## TEXT SEGMENT
= = =
How photos and ETAs get attached
An update that just says “in progress” is barely better than silence. What turns it into something a customer trusts is a photo of their actual job and a straight answer to “when?” This post is about those two attachments: how a snap taken at the bench reaches the right job, and how an honest ETA for the next stage is worked out rather than guessed.
Key takeaways
- A photo taken at the bench lands in S3 under a key built from the job id and the stage, so it attaches itself to the right update.
- A small handler resizes the photo and links it to the job; an oversized or unreadable file is dropped, never sent broken.
- Photos are optional. A move with no photo still sends a perfectly good update — the picture is a bonus, not a blocker.
- The ETA is computed, not guessed: the next stage’s typical duration from settings, plus an honest buffer, rounded to a friendly time.
- If the shop hasn’t set a duration for the next stage, no ETA is shown — better silent than wrong on a promise.
Why a photo and a time matter so much
An update that only says “your job is in progress” is honest but thin. Two things turn it into something a customer actually trusts. The first is a photo: a picture of their own phone opened on the bench, their bike on the stand, their suit pinned for alteration. It’s proof that real work is happening to their real thing, and it does more for confidence than any wording. The second is a straight answer to the only question the customer really has: when? “In progress” without a when still leaves them guessing. This post is about those two attachments — where the photo comes from, and how the ETA is worked out so it’s honest rather than hopeful.
How a photo reaches the right job
The shop already takes photos — most benches have a phone within reach. The trick is getting a snap to the right job without anyone doing fiddly admin. The photo is dropped against the job: uploaded from the board row, or sent to a shared folder named for the job. However it arrives, it lands in the jsnr-photos S3 bucket under a key built from the job id and the current stage — something like J-2042/in-progress.jpg. That key is the whole linking mechanism. When the composer gathers facts for a move to in progress on J-2042, it looks for exactly that key, and if a photo is there, it’s the one attached to this update.
= = =
## RECORDS
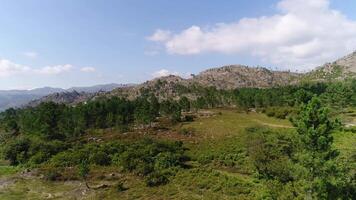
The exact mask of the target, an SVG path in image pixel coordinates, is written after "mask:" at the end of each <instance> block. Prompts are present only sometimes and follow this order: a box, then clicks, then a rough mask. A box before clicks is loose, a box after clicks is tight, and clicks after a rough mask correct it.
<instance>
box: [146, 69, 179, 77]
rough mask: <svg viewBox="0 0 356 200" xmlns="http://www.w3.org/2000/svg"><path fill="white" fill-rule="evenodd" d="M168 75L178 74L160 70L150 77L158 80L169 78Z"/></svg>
mask: <svg viewBox="0 0 356 200" xmlns="http://www.w3.org/2000/svg"><path fill="white" fill-rule="evenodd" d="M169 75H175V76H178V75H179V73H178V72H171V71H169V70H167V69H161V70H158V71H156V72H154V73H152V77H154V78H159V77H163V76H169Z"/></svg>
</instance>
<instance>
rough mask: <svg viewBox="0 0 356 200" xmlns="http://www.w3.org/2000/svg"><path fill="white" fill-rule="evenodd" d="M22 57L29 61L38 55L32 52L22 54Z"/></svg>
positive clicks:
= = =
## INSTRUCTIONS
(a) From the post on photos and ETAs, reproduce the passage starting at "How photos and" and ending at "rather than guessed.".
(b) Please turn the paragraph in the post on photos and ETAs that begins "The shop already takes photos" into a short bulleted list that keeps its main facts.

## EXPECTED RESULTS
(a)
How photos and ETAs get attached
An update that just says “in progress” is barely better than silence. What turns it into something a customer trusts is a photo of their actual job and a straight answer to “when?” This post is about those two attachments: how a snap taken at the bench reaches the right job, and how an honest ETA for the next stage is worked out rather than guessed.

(b)
- The shop already takes photos, since most benches have a phone within reach.
- The goal is to get a snap to the right job without fiddly admin.
- The photo is dropped against the job, either uploaded from the board row or sent to a shared folder named for the job.
- Either way, it lands in the jsnr-photos S3 bucket under a key built from the job id and the current stage, such as J-2042/in-progress.jpg.
- That key is the whole linking mechanism. When the composer gathers facts for a move to in progress on J-2042, it looks for exactly that key and attaches any photo found there to the update.